§ Отрывок со страницы:
^^^^^^^^^^^^^^^^
Географические и этнографические описания природы, климата, общественного уклада, экономики, труда, быта, одежды (вплоть до любимого африканцами по сей день лазоревого цвета, краска для которого изготавливалась из ягод), нравов, отношений в семье, отношений между мужчинами и женщинами, языка, верований, обрядов, танцев, музыки, музыкальных инструментов, песен пронизаны глубокой любовью к Африке и африканцам, носят лирический характер.
Эквиано также выделяет и подробно описывает пальмовое дерево, из которого люди добывают «восхитительно сладкий» сок, превращающийся через несколько дней в вино. Пальма
снабжает людей орехами и маслом. Из пальмового масла, соединенного с растертыми в порошок кусками пахучих, душистых, благоухающих деревьев, делают духи, предмет роскоши африканцев [Equiano 2000: 53-54] 3.
«Наша земля необычайно богата и плодородна, и на ней произрастают все виды овощей в большом количестве. У нас растет много кукурузы и огромное количество хлопка и табака. Наши ананасы растут без всякого ухода, размером с большую сахарную голову, с тонким ароматом. У нас много разных специй, особенно перца, и разнообразные ароматные фрукты, которых нет в Европе, а также разнообразные смолы (gums) и очень много меда» (56). Он называет также бананы, батат, «невероятного размера», «растущие в большом количестве» (73). На этой плодородной земле, согласно О.Эквиано, живут близкие к природе, скромные в своих потребностях, трудолюбивые, не знающие нищеты, жизнерадостные, любящие музыку, пение и танцы («мы нация певцов, танцоров и музыкантов») (52), приветливые люди, и живут они в согласии с собой и природой.
Возникает образ утраченного Рая, чему способствуют и описания щедрости, изобилия, богатств природы, экзотических, с утонченными ароматами деревьев и растений, экзотических и необыкновенно вкусных фруктов, а также прекрасных и телом, и душой людей, и особенно то, что описание дается от имени невинного африканского ребенка, подростка. Но в «Повествовании» два голоса: голос ребенка, рассказывающего о стране счастливого детства, и голос зрелого человека, испытавшего ужасы рабства, много повидавшего в путешествиях по Атлантике и Арктике, Европе и Америке, много передумавшего и сохранившего любовь и привязанность к исторической родине. «Обычаи и нравы моей страны <...> были привиты мне с большой заботой и оказали глубокое воздействие на мой ум, время не может их стереть, и все превратности фортуны, которые я испытал с тех пор, способствуют интересу к ним и желанию их запечатлеть... » (46-47). Он остается им верен, например, когда сопротивляется новому имени «Густав Ваза»; и его хозяин только побоями заставил мальчика носить это чужое, европейское имя.
^^^^^^^^^^^^^^^^
§ Показанный материал:
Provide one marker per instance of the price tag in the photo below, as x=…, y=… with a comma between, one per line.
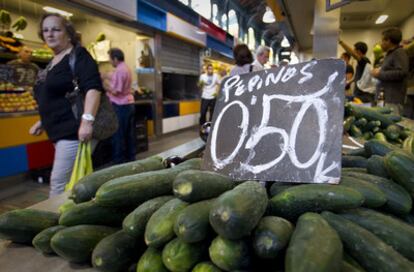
^^^^^^^^^^^^^^^^
§ Задания:
- a) Пожалуйста, перепишите из отрывка об Эквиано фрагмент, начиная со слов «Эквиано также выделяет» и продолжая до слов «2000: 53-54] 3.» включительно.
- b) Какое имя, согласно отрывку об Эквиано, хозяин побоями заставил мальчика носить?
- c) Изложите в виде краткого списка абзац отрывка об Эквиано, который начинается словами «Эквиано также выделяет», сохранив его основные факты.
Материал здесь никак не используется.

§ Решения заданий:
- a)
Эквиано также выделяет и подробно описывает пальмовое дерево, из которого люди добывают «восхитительно сладкий» сок, превращающийся через несколько дней в вино. Пальма
снабжает людей орехами и маслом. Из пальмового масла, соединенного с растертыми в порошок кусками пахучих, душистых, благоухающих деревьев, делают духи, предмет роскоши африканцев [Equiano 2000: 53-54] 3.

- b) «Густав Ваза».

- c)
- Из пальмы люди добывают «восхитительно сладкий» сок, который через несколько дней становится вином.
- Пальма дает людям орехи и масло.
- Из пальмового масла с растертыми в порошок кусками душистых деревьев делают духи, предмет роскоши африканцев.